Data items
_ _ _ _

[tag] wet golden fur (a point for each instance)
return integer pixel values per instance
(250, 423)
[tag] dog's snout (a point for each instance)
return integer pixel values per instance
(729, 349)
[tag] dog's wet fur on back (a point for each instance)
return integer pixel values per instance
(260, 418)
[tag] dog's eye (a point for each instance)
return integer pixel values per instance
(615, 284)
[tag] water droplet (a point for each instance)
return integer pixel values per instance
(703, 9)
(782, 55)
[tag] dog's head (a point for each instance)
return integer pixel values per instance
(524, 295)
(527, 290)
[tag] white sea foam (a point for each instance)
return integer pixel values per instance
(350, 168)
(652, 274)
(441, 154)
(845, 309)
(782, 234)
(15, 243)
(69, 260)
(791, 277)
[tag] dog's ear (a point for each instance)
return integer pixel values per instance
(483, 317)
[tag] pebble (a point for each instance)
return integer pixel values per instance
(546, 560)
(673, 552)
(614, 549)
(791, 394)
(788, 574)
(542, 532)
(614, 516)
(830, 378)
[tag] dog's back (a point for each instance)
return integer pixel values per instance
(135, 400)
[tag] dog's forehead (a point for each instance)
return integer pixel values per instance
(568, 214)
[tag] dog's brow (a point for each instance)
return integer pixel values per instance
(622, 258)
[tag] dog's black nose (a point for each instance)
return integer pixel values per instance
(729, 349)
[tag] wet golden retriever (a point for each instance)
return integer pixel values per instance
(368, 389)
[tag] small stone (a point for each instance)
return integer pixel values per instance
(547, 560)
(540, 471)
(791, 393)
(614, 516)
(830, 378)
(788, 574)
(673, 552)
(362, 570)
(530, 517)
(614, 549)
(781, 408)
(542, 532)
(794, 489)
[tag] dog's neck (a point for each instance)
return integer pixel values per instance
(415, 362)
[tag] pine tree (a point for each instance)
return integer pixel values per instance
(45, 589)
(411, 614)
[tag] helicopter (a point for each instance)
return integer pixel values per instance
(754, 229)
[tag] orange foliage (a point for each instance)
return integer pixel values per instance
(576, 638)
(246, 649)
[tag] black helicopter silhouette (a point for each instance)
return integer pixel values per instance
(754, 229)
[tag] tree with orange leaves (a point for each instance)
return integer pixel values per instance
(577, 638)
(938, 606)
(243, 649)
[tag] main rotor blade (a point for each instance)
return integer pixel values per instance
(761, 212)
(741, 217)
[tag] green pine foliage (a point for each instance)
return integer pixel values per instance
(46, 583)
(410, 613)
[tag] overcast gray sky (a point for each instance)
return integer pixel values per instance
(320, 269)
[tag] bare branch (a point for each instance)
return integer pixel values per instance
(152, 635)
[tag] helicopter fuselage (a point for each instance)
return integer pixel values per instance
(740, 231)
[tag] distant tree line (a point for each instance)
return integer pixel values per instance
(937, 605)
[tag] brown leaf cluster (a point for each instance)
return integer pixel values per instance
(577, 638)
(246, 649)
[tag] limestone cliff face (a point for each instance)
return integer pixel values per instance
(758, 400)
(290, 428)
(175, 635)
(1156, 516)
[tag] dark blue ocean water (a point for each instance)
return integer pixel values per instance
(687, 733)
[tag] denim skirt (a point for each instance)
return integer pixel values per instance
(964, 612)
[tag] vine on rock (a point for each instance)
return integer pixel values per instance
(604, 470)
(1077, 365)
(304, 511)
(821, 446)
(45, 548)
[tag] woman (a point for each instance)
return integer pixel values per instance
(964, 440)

_ _ _ _

§ STATED PROBLEM
Write out all the lines again, exactly as they are.

§ FINISHED TASK
[tag] wet golden fur (a point for each instance)
return integer pixel values per instance
(250, 423)
[tag] dog's snout (a point for each instance)
return integer pixel values per instance
(729, 349)
[tag] dog's wet fur on back (a point for each instance)
return integer pixel values per instance
(260, 418)
[tag] dog's eye (a point for each instance)
return integer pixel values per instance
(615, 284)
[tag] water droplet (a point for each instance)
return integer pixel values per instance
(703, 9)
(782, 55)
[tag] dog's head (a point for each instance)
return integer pixel values per instance
(524, 295)
(527, 290)
[tag] white sea foam (a point for each instance)
return integer pixel values per instance
(350, 168)
(652, 274)
(441, 154)
(845, 309)
(782, 234)
(15, 243)
(69, 260)
(791, 277)
[tag] dog's ear (a point for each instance)
return integer pixel values per instance
(483, 317)
[tag] pebble (a point for each instance)
return integer pixel values per instance
(546, 560)
(673, 552)
(614, 549)
(791, 394)
(788, 574)
(542, 532)
(614, 516)
(830, 378)
[tag] dog's back (a point for each instance)
return integer pixel values per instance
(135, 400)
[tag] dog's forehead (a point for each instance)
return integer pixel values per instance
(568, 214)
[tag] dog's brow (a point for each instance)
return integer pixel values per instance
(622, 258)
[tag] dog's black nose (a point for each instance)
return integer pixel values per instance
(729, 349)
[tag] wet golden retriever (a point for each instance)
return integer pixel values per instance
(368, 389)
[tag] small stone (a point for each instance)
return integer pixel values per instance
(547, 560)
(540, 471)
(791, 393)
(614, 516)
(830, 378)
(788, 574)
(673, 552)
(362, 570)
(530, 517)
(614, 549)
(781, 408)
(542, 532)
(794, 489)
[tag] dog's neck (a point for each instance)
return integer pixel values per instance
(415, 362)
[tag] pine tree (a point for each instance)
return integer pixel values per instance
(45, 589)
(411, 614)
[tag] helicopter (a point for each instance)
return integer pixel values per instance
(754, 229)
[tag] orange foliage (a point for each instance)
return integer pixel values per instance
(576, 638)
(246, 649)
[tag] black helicopter silhouette (a point for each instance)
return integer pixel values per instance
(754, 229)
[tag] tree with orange leaves (a point for each instance)
return integer pixel values per instance
(577, 638)
(938, 606)
(243, 649)
[tag] main rotor blade (a point for each instance)
return integer pixel values per instance
(761, 212)
(741, 217)
[tag] green pine foliage (a point for each instance)
return integer pixel values per instance
(46, 583)
(410, 613)
[tag] overcast gray sky (a point for each instance)
return integer pixel values per instance
(320, 269)
[tag] bare branch (a point for each instance)
return integer pixel values per instance
(152, 635)
[tag] helicopter fuselage (a point for each instance)
return integer pixel values per instance
(740, 231)
[tag] distant tree line (a point for each instance)
return integer pixel values per instance
(937, 605)
[tag] brown leaf cluster (a point for each instance)
return integer pixel values per instance
(577, 638)
(246, 649)
[tag] limestone cliff face (a point for each instance)
return integer pixel values per instance
(758, 400)
(290, 428)
(175, 635)
(1156, 516)
[tag] dark blue ocean water (a point for each instance)
return integer pixel values per instance
(687, 733)
[tag] denim skirt (a point for each instance)
return integer pixel values per instance
(964, 612)
[tag] vine on rock (a point for each instance)
return integer pixel values per instance
(604, 470)
(1077, 365)
(304, 511)
(821, 446)
(45, 548)
[tag] woman (a point for each instance)
return integer pixel values per instance
(964, 440)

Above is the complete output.